→ **Texte de la page**:
Olga Peretyatko (Violetta), Atalla Ayan (Alfredo), Simone Piazzola (Germont), Emiliano Gonzalez Toro (Gastone), Tom Fox (Douphol), Christina Daletska (Flora), Konstantin Wolff (D'Obigny), Walter Fink (Grenvil), Deniz Uzun (Annina), Balthasar-Neumann-Chor et -Ensemble, dir. Pablo Heras-Casado, mise en scène : Rolando Villazón (Baden-Baden, mai 2015).

DVD Cmajor/Unitel 733708. Synopsis et notice trilingues dont français. Distr. Harmonia Mundi.

Une Traviata de plus dans la vidéographie ? Oui et non. Certes, la mise en scène de Villazón - qui, comme à son habitude, offre une proposition singulière, développée avec cohérence - ne convainc pas pleinement : l'univers du cirque n'est pas neuf, ni la grande horloge au sol (écho de la production de Salzbourg qui vit le triomphe du duo Netrebko-Villazón), ni le flash-back initial (d'ailleurs dicté par la musique). On sent une volonté de poésie : le tintement triste et solitaire d'une boîte à musique prélude aux premières notes de Verdi, et Violetta est cantonnée dans son souvenir, spectatrice de sa vie qui défile sous ses yeux - mais l'usage fréquent de la trapéziste jouant son double lasse et casse parfois l'émotion des échanges. Surtout, la scénographie (décors de Johannes Leiacker, costumes de Thibault Vancraenenbroeck) agresse - volontairement - l'œil : couleurs criardes et grouillantes, motifs hétéroclites et chargés, tout confine à la laideur, reflet d'un monde d'où seuls se détachent Violetta - tutu immaculé - et Rodolfo - classique redingote noire. Signifiant, mais si peu agréable à l'œil pendant deux heures de visionnage...

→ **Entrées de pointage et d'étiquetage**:
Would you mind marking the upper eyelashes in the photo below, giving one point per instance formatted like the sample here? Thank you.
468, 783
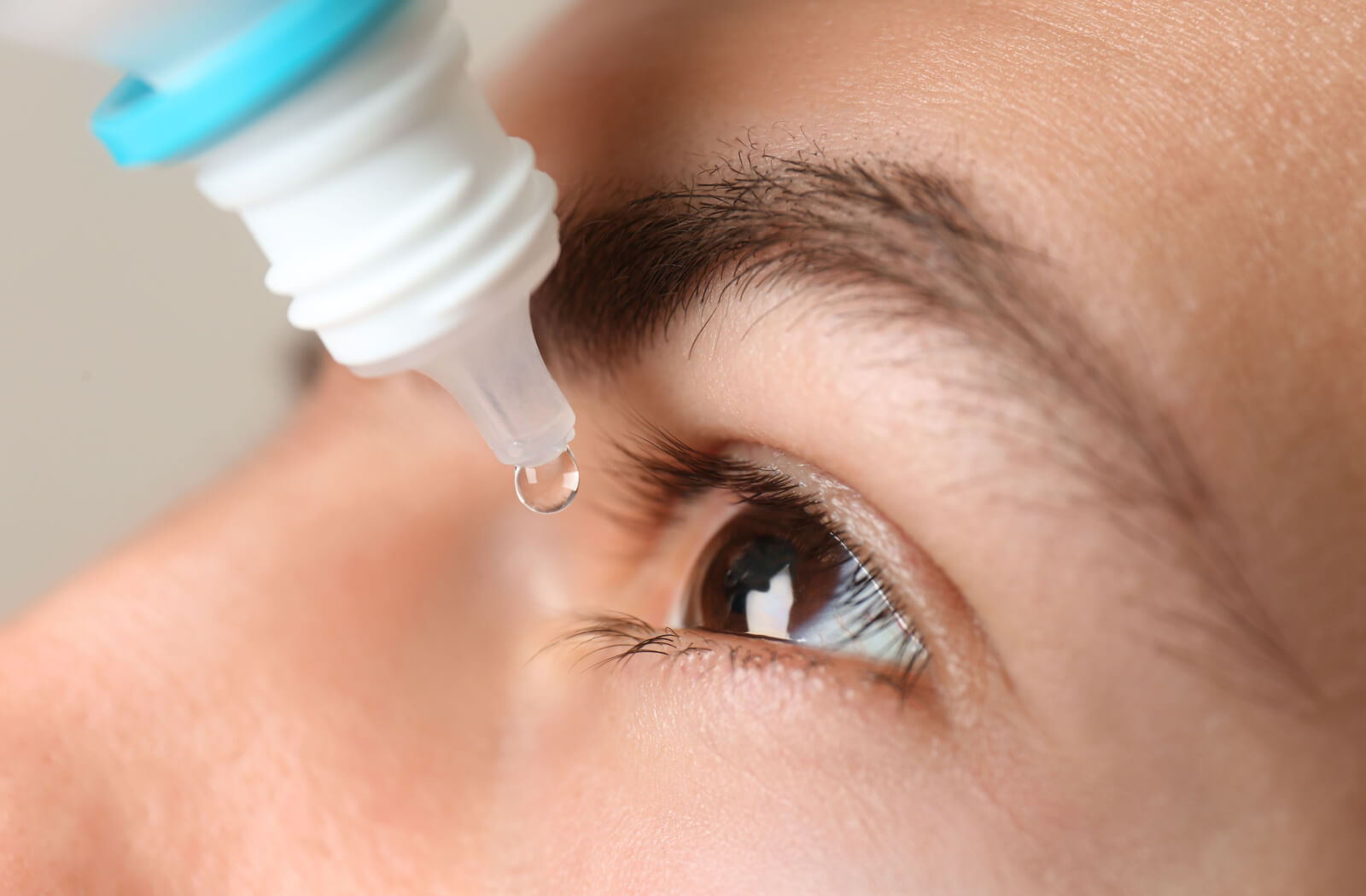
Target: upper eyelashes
779, 568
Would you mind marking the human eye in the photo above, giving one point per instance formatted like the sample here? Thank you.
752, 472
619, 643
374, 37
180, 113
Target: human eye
775, 564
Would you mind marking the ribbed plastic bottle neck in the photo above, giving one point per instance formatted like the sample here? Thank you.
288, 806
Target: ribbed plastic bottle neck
407, 225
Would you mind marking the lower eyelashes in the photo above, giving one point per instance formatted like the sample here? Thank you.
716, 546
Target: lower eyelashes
610, 641
779, 581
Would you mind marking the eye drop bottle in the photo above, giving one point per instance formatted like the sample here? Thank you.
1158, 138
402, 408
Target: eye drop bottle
409, 229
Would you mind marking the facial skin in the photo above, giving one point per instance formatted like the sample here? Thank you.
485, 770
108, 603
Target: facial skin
352, 666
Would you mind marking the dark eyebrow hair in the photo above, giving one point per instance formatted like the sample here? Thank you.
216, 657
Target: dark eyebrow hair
899, 243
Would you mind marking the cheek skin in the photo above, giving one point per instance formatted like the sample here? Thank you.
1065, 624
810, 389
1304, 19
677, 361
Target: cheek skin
744, 775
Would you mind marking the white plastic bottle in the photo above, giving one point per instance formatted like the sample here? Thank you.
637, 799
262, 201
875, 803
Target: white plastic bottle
407, 225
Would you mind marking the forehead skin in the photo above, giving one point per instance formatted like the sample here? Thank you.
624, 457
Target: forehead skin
1192, 171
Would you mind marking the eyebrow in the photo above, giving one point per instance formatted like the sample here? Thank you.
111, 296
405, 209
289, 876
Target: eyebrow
910, 249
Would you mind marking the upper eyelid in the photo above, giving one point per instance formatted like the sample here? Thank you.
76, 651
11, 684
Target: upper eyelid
669, 468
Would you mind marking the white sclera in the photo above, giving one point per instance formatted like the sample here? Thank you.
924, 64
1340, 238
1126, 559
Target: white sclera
551, 486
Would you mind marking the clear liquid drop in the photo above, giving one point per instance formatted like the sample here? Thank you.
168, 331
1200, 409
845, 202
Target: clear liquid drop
551, 486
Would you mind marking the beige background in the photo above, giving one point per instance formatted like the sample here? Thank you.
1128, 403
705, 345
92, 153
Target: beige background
140, 352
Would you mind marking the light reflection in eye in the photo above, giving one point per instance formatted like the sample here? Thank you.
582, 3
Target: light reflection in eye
794, 579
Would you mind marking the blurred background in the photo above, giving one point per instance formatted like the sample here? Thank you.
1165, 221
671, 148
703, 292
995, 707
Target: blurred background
140, 352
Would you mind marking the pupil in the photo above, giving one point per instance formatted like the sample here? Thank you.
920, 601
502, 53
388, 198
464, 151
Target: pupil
765, 557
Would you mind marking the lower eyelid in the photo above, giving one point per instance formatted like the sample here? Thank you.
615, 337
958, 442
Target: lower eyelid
612, 643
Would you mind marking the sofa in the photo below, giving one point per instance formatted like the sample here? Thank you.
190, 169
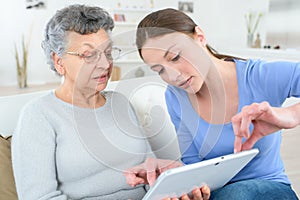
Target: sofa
146, 95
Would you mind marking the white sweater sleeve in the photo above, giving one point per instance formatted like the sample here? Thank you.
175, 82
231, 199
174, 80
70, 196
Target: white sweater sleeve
33, 157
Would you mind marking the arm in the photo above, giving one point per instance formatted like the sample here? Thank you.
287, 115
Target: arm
275, 81
33, 157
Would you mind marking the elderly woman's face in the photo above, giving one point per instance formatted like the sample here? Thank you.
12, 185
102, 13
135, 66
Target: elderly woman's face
87, 61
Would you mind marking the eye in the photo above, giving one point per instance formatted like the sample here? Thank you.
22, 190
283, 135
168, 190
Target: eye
161, 71
90, 56
158, 68
174, 59
108, 54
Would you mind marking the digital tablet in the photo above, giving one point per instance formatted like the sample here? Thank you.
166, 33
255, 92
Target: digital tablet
215, 173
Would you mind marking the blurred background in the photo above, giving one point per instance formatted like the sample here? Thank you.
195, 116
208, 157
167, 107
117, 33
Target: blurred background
274, 31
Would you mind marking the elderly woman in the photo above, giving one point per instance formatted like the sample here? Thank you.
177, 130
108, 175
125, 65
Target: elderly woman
71, 144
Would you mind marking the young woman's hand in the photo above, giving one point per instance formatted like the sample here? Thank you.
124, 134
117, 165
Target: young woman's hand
266, 120
202, 193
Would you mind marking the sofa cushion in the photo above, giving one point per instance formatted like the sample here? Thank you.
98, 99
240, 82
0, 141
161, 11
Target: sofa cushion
7, 182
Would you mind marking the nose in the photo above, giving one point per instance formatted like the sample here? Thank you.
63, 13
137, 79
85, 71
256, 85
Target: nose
173, 74
103, 62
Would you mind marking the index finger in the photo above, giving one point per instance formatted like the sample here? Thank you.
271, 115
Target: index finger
151, 167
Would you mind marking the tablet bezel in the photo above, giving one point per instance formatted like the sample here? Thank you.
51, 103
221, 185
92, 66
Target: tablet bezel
178, 181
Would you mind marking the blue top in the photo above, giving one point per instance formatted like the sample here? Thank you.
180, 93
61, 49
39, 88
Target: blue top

→ **Travail demandé**:
A) Selon la critique de La Traviata, qui a conçu les décors de cette production ?
B) Rédigez la suite de la critique de La Traviata en partant de sa dernière phrase.
Les données n'ont aucun lien avec la critique de La Traviata.

→ **Réponses aux exercices**:
A) Johannes Leiacker.

B)
La captation vaut donc surtout pour le trio de protagonistes, à commencer par la Violetta d'Olga Peretyatko qui relève haut la main le défi de l'évolution vocale de son personnage. Brillance de la colorature, générosité des élans plus dramatiques, éther des confessions pudiques : les couleurs, les dynamiques, les émotions s'enchaînent et se complètent au sein d'un timbre rond et fruité, de bout en bout aisé, et d'un jeu bien senti, sans froideur ni excès. La belle surprise vient d'un Alfredo qui lui est agréablement apparié : le Brésilien Atalla Ayan allie lyrisme et engagement et délivre un chant idiomatique. Quant au Germont de Simone Piazzola, son air lui vaut un triomphe mérité : ligne, style, élégance du timbre, et cabalette bien négociée ne sont pas si fréquents. Parallèlement à ce trio de qualité, la direction de Pablo Heras-Casado joue l'intelligence des tempi, la vie des enchaînements, la netteté du trait : une très belle leçon pour une Traviata qu'on aura plaisir à réécouter... plus qu'à revoir.

C.C.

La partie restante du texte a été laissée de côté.